━━ Исследуемый текст ━━
В Каннах действует общество популяризации Евангелия среди детей. Лёва попадает на устроенный этим обществом праздник, где о жизни Иисуса рассказывают с помощью волшебного фонаря, laterna magica. Представление кажется Лёве совершенно фантастическим и, не будь он таким уставшим, он бы обязательно познакомился с миссионерами. В остальном же, пишет Лёва своему другу Черткову, истинных знатоков учения Христа в Каннах мало. Народ здесь, по сравнению с русскими, более культурный, это Лёва признаёт охотно, но ему не хватает «истинного христианского духа», который есть в самой маленькой русской деревне. Лев понял, что на Ривьере нет ничего, кроме пустоты. Хорошо только всевозможному сброду, в то время как настоящая жизнь течет у них в Ясной Поляне.
Но хуже всего, что выздоровление протекает так медленно. Говорят, что он сейчас выглядит лучше, но на самом деле он чувствует боль ежеминутно. Порции, которые ему удается проглотить, очень невелики, и он похудел еще больше. Начались проблемы и со сном. Ничего больше не удерживает Лёву в Каннах.
После двух месяцев на Ривьере Лёва и Горбачев направляются в Париж, куда прибывают в начале февраля 1894 года. Из Парижа Горбачев возвращается в Россию, где при смерти его отец, но у Лёвы причин торопиться домой нет. Сначала он намерен выслушать мнение французских специалистов о его проблемах. Не исключено, что врачи ему помогут.
━━━
Когда, согласно тексту о поездке Лёвы на Ривьеру, Лёва и Горбачев прибывают в Париж?
━━ Собранные данные ━━
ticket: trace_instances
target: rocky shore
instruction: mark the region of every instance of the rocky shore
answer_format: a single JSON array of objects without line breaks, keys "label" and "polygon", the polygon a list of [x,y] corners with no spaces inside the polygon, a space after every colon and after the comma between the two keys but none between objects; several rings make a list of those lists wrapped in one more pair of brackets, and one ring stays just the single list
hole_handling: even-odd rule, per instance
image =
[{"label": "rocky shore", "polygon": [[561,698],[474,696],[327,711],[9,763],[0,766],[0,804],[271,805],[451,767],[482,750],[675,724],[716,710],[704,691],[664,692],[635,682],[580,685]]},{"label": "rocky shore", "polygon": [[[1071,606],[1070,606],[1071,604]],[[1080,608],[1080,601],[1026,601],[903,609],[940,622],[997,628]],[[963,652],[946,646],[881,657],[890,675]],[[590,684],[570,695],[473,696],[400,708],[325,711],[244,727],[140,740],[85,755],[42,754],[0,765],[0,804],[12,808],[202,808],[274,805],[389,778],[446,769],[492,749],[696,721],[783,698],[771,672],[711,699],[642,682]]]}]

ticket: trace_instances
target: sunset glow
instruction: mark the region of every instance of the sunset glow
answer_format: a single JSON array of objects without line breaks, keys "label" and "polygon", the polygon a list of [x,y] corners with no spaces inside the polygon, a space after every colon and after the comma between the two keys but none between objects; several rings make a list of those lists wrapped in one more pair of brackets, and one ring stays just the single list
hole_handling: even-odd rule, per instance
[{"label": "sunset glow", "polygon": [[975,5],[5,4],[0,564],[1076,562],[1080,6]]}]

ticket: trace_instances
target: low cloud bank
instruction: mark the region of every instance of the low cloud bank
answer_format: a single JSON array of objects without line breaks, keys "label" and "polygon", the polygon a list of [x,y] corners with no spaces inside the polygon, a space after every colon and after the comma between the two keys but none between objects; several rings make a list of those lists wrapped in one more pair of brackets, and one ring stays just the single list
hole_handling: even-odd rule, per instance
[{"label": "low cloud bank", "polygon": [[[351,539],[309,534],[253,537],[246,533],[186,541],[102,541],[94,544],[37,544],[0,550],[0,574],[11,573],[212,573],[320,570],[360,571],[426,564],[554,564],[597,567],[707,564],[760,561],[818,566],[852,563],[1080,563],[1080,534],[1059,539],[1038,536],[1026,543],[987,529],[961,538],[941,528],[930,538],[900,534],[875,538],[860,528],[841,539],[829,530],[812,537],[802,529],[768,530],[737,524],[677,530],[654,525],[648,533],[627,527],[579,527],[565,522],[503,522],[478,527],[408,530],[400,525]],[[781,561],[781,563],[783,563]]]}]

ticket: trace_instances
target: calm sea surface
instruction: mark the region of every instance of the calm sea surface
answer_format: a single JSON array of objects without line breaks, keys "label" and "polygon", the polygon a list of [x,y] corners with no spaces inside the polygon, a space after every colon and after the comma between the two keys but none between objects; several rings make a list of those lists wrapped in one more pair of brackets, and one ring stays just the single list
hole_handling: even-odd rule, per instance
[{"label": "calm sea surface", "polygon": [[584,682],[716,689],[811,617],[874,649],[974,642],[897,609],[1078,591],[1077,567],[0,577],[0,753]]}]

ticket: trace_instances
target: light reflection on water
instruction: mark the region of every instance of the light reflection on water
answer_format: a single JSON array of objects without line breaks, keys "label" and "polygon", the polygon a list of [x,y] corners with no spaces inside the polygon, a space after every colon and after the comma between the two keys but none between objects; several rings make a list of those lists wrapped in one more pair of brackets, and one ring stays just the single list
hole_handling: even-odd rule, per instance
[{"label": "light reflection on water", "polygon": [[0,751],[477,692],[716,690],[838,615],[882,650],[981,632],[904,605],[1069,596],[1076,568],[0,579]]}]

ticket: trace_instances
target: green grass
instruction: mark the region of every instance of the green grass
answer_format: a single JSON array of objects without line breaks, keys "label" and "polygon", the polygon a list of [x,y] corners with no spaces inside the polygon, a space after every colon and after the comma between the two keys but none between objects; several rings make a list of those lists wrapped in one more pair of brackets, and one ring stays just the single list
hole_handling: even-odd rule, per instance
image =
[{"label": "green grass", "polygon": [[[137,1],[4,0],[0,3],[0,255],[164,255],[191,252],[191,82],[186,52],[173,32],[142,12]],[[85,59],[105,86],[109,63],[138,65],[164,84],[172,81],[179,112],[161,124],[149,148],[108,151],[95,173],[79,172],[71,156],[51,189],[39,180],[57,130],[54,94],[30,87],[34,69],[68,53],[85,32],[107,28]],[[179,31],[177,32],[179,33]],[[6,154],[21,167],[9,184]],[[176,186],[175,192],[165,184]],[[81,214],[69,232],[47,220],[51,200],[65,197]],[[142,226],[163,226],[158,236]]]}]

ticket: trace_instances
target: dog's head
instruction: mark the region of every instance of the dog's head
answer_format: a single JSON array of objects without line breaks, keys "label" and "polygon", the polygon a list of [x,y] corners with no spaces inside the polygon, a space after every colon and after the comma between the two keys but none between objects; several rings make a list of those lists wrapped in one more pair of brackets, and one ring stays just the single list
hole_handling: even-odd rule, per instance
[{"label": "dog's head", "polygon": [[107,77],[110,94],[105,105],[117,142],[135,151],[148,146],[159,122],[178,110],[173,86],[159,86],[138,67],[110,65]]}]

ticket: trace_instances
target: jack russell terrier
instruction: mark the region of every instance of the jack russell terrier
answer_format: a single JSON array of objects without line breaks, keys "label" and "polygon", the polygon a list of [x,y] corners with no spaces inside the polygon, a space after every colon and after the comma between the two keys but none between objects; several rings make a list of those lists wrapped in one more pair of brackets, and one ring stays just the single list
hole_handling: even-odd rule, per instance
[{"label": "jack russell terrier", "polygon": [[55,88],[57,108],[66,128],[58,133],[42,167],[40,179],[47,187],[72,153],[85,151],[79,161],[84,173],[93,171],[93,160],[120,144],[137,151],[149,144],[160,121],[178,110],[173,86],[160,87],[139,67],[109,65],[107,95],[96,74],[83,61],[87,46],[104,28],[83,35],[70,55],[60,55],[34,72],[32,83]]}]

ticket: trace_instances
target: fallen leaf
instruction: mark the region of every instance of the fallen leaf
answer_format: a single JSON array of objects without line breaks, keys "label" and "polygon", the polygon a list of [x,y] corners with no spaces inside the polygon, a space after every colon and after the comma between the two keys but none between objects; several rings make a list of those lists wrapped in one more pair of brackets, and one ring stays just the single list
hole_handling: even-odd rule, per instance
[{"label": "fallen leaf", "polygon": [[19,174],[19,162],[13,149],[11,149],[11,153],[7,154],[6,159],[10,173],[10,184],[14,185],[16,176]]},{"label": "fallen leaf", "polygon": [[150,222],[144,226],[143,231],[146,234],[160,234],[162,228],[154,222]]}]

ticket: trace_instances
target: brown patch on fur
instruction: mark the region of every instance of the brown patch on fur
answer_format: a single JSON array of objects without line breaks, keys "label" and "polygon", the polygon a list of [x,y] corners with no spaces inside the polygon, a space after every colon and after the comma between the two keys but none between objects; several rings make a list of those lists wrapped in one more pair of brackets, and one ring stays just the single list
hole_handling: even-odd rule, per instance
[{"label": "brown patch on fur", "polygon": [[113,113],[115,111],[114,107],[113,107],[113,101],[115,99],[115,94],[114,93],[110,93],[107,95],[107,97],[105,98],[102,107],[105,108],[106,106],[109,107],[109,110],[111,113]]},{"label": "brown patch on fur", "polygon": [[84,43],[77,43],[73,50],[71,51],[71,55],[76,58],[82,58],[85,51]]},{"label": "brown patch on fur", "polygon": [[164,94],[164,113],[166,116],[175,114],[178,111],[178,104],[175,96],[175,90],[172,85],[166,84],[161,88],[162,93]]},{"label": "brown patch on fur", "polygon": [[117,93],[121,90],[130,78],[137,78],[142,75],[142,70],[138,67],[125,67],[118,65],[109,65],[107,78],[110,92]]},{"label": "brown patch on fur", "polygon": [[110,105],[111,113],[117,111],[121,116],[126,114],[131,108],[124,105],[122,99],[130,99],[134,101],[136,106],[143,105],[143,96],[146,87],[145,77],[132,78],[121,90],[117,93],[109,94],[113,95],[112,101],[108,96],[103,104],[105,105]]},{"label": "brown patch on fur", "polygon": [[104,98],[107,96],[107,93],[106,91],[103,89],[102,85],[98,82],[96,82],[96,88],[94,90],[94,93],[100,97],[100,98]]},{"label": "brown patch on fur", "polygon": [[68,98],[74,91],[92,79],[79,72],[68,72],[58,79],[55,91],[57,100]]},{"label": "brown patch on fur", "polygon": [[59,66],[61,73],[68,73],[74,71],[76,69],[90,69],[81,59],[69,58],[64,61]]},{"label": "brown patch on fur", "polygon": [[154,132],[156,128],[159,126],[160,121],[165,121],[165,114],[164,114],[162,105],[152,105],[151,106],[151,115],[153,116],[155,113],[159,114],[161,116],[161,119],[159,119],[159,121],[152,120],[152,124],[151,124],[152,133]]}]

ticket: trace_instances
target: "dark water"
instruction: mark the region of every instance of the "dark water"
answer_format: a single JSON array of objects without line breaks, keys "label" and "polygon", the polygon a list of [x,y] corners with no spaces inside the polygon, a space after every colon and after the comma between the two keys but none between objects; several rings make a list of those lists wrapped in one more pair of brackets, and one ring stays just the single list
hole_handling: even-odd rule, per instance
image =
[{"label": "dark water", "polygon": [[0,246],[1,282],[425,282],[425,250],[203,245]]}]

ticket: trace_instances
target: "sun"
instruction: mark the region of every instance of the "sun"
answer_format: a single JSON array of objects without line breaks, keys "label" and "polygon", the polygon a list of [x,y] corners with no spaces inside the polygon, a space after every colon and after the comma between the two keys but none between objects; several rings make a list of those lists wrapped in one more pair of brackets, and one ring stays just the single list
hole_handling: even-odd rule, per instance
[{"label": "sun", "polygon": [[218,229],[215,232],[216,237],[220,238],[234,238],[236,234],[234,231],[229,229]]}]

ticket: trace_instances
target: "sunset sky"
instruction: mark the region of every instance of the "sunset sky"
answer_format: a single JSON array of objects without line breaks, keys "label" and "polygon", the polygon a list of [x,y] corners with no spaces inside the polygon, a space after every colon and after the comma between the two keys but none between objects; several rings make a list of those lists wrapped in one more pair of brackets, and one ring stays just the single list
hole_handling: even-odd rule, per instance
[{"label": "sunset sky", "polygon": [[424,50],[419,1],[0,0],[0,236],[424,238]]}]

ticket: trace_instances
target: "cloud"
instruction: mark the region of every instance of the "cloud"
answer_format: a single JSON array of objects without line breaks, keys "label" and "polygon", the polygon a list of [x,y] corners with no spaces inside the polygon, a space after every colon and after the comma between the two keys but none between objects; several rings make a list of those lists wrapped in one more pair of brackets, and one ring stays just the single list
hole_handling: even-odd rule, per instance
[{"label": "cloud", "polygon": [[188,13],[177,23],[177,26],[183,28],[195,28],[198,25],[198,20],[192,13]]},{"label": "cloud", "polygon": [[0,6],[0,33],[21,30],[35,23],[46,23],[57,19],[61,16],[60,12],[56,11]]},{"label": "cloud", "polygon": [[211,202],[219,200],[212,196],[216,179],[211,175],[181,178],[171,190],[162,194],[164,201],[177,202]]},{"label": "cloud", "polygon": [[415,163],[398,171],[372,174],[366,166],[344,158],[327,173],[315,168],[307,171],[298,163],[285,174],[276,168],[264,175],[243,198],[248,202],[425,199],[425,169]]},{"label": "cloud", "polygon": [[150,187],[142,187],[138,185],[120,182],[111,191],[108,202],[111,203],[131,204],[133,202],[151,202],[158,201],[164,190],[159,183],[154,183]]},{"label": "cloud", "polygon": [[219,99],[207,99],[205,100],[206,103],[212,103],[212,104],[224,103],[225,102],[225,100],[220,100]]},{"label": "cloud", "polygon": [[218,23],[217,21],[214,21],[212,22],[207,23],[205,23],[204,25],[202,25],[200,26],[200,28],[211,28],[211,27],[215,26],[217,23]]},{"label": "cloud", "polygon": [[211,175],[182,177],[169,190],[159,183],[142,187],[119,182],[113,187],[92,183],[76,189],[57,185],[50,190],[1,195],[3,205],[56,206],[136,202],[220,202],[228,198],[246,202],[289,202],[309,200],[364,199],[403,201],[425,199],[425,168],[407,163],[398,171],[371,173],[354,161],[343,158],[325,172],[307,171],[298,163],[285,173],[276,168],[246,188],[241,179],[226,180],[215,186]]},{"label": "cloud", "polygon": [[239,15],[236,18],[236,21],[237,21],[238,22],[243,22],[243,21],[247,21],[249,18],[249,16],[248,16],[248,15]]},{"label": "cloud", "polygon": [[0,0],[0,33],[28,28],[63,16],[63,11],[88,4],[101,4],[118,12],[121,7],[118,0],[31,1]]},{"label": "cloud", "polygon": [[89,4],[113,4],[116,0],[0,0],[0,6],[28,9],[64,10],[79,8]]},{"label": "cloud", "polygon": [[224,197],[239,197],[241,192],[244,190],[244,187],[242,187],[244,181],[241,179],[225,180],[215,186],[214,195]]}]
━━━
> Решение задания
В начале февраля 1894 года.